Chat now with support
Chat mit Support

SharePlex Connector for Hadoop 8.5.5 - SharePlex Connector for Hadoop Installation Guide

Use Cases

Set Up and Start Replication

Use case: Set Up and Start Replication

Note: Ensure you complete all Initial Setup instructions first.

1. Start SharePlex for Oracle and sp_ctrl

Ensure SharePlex for Oracle and sp_ctrl are running. The prompt should be sp_ctrl (host:port)>. Refer to the SharePlex for Oracle documentation for more information.

/u01/app/shareplex/prod/bin > ./sp_ctrl

sp_ctrl ()>

2. Define the Oracle tables to replicate/capture change data

Use the SharePlex for Oracle create config command to create the file ConfigFile. The file is opened in vi. Declare all the Oracle tables you want captured into Hadoop, one table per line.

sp_ctrl ()> create config ConfigFile

#######################

datasource: O.OracleSID

OracleSchema.OracleTable !jms[:TargetSchema.TargetTable] IPHostPostQueue[:PostQueueName]

#####################

Example line: soo70.G_AUTHORS !jms 10.20.26.28:q2

IPHostPostQueue is the name or IP address of the host on which the SharePlex post queue is running.

For more information on PostQueueName see Configure ActiveMQ to work with SharePlex.

TIP: To verify there are no errors in the config file run command sp_ctrl ()> verify config ConfigFile.

3. Stop the post queue

SharePlex for Oracle uses the post queue to send messages to the JMS queue.

sp_ctrl ()> stop post

4. Run activate config

Use the SharePlex for Oracle activate config command to activate the file ConfigFile.

sp_ctrl ()> activate config ConfigFile

If you see the error "minimal supplemental logging should be enabled," then see Prepare the Oracle Data Source

5. SharePlex™ Connector for Hadoop® - Run conn_snapshot.sh and/or conn_cdc.sh

 

I) Run conn_snapshot.sh

To enable HDFS Near Real Time Replication or HBase Real Time Replication execute the SharePlex Connector for Hadoop conn_snapshot.sh script.

···

• To be done
Quote the SharePlex replication setup guide above word for word, from "IPHostPostQueue is the" up to and including "the JMS queue.".

• Supplied entries
···

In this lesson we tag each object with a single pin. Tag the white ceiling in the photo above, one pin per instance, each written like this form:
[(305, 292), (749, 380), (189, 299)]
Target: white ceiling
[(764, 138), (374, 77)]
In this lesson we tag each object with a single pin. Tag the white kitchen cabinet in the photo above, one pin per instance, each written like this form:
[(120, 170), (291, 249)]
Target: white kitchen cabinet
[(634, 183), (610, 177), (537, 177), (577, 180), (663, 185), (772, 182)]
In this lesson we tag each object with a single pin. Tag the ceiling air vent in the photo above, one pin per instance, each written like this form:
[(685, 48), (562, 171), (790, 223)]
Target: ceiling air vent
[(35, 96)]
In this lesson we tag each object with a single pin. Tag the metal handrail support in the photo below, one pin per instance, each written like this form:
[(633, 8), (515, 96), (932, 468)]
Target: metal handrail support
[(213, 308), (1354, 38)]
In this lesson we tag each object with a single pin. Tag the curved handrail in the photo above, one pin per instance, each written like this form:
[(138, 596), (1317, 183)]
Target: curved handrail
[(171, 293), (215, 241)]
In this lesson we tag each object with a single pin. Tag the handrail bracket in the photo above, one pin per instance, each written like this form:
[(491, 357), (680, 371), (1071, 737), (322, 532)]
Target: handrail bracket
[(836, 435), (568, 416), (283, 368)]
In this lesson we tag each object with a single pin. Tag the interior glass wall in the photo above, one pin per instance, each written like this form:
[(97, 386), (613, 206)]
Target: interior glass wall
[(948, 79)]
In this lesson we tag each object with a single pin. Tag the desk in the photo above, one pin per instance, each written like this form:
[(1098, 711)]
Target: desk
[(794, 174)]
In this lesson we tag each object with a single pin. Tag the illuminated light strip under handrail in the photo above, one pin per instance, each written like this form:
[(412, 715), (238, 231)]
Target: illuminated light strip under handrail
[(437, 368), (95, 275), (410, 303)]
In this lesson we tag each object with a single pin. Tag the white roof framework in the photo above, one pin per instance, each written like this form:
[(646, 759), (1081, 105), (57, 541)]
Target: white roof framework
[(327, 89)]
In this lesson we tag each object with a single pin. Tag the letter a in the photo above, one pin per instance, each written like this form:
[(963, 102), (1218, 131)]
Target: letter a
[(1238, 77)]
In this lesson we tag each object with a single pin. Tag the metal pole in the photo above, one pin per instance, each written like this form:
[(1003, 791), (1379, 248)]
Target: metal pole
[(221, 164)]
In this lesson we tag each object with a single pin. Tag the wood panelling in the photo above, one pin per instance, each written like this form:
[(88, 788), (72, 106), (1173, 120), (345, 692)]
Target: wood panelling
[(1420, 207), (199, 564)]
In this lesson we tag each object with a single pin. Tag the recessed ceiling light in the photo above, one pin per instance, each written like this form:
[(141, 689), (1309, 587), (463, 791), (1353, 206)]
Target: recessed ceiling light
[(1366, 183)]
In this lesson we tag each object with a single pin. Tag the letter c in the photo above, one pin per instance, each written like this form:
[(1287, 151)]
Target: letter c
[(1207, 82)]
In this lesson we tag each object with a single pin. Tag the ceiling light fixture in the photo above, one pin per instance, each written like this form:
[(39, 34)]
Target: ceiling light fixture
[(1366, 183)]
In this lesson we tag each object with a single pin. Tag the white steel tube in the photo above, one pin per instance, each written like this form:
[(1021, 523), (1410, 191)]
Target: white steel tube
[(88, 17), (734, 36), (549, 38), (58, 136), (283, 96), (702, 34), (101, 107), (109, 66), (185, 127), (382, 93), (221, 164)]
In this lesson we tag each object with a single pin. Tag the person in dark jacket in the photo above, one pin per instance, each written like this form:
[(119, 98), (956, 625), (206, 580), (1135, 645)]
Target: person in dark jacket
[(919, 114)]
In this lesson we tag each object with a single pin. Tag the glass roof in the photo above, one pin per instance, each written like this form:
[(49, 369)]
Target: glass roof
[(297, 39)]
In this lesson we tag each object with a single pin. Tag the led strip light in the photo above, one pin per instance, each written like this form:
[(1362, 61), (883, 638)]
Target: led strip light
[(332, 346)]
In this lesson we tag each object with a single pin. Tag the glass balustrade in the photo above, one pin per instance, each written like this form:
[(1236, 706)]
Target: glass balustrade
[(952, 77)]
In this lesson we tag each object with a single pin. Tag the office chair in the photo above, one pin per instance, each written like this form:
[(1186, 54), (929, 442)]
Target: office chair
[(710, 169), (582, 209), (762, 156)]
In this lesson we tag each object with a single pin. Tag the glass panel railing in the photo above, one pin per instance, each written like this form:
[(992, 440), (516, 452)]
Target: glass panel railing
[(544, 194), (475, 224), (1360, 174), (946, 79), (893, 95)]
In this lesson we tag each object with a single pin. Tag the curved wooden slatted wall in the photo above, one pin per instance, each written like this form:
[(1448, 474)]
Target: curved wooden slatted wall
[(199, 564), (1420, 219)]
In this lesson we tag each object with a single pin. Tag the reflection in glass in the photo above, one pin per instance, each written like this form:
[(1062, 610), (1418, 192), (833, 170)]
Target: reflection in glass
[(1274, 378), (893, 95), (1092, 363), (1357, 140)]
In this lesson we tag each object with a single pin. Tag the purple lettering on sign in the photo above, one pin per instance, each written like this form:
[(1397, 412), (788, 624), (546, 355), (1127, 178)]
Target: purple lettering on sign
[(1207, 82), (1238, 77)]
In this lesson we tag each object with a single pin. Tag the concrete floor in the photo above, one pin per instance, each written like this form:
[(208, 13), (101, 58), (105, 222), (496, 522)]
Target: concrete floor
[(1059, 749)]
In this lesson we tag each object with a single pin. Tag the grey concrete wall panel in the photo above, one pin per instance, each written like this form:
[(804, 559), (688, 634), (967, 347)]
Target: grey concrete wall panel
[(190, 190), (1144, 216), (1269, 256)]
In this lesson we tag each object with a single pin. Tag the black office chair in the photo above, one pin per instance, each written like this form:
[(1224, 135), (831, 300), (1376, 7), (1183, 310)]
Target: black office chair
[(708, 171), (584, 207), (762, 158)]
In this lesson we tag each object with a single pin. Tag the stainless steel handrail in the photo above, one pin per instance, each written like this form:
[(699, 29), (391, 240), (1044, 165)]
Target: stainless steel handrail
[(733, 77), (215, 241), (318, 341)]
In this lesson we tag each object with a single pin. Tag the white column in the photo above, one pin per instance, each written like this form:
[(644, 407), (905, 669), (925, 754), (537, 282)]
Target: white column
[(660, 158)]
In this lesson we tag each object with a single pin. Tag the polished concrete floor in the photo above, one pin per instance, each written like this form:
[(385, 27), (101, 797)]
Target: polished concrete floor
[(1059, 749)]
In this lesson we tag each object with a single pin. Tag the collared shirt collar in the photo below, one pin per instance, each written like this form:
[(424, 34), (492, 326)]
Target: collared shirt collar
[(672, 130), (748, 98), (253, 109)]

···

• Solved exercise
IPHostPostQueue is the name or IP address of the host on which the SharePlex post queue is running.

For more information on PostQueueName see Configure ActiveMQ to work with SharePlex.

TIP: To verify there are no errors in the config file run command sp_ctrl ()> verify config ConfigFile.

3. Stop the post queue

SharePlex for Oracle uses the post queue to send messages to the JMS queue.